Work required:
Below are records; transcribe only the line with "box: [228, 428, 307, 489]" and those after it, through the last line, without any change.

Data extract:

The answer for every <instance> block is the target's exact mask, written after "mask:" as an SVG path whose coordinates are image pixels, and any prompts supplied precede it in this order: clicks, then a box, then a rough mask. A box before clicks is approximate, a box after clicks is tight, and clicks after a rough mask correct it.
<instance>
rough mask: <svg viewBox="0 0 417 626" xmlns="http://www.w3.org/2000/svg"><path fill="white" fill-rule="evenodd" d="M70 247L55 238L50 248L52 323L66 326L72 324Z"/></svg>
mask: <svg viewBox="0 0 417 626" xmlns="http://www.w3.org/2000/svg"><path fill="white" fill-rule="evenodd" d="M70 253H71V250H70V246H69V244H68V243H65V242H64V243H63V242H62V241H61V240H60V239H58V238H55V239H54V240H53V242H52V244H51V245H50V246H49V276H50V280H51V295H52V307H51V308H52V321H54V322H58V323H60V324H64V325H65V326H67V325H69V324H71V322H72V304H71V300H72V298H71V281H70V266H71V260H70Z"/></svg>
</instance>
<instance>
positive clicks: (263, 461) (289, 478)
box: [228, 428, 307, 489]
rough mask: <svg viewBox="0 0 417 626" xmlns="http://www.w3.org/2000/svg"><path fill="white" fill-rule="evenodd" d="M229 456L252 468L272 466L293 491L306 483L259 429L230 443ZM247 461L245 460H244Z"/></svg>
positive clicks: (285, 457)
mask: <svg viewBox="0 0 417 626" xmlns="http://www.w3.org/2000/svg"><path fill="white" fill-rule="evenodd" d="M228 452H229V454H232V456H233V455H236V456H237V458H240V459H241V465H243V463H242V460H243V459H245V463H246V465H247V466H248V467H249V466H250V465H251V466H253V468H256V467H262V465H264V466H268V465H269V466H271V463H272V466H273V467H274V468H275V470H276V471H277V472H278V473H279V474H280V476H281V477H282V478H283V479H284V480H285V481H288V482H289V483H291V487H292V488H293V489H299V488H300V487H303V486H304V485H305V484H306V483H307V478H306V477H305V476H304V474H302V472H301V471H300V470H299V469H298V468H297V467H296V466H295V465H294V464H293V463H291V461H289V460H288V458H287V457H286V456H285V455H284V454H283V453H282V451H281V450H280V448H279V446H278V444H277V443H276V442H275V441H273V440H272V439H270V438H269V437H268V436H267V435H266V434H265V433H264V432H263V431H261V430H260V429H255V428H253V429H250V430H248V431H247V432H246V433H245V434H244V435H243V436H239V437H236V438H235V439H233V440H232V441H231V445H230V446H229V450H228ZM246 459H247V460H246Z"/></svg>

Written reply:
box: [228, 428, 307, 489]
rough mask: <svg viewBox="0 0 417 626" xmlns="http://www.w3.org/2000/svg"><path fill="white" fill-rule="evenodd" d="M229 456L252 468L272 466L293 491L306 483L259 429L230 443ZM247 461L245 460H244Z"/></svg>
positive clicks: (285, 457)
mask: <svg viewBox="0 0 417 626" xmlns="http://www.w3.org/2000/svg"><path fill="white" fill-rule="evenodd" d="M228 452H229V454H232V456H233V455H236V456H237V458H240V459H241V465H243V463H242V460H243V459H245V463H246V465H247V466H248V467H249V466H250V465H251V466H253V468H256V467H262V465H264V466H268V465H269V466H271V463H272V466H273V467H274V468H275V470H276V471H277V472H278V473H279V474H280V476H281V477H282V478H283V479H284V480H285V481H288V482H289V483H291V487H292V488H293V489H299V488H300V487H303V486H304V485H305V484H306V483H307V478H306V477H305V476H304V474H302V472H301V471H300V470H299V469H298V468H297V467H296V466H295V465H294V464H293V463H291V461H289V460H288V458H287V457H286V456H285V455H284V454H283V453H282V451H281V450H280V448H279V446H278V444H277V443H276V442H275V441H273V440H272V439H270V438H269V437H268V436H267V435H266V434H265V433H264V432H263V431H261V430H260V429H255V428H253V429H250V430H248V431H247V432H246V433H245V434H244V435H243V436H239V437H236V438H235V439H233V440H232V441H231V445H230V446H229V450H228ZM246 459H247V460H246Z"/></svg>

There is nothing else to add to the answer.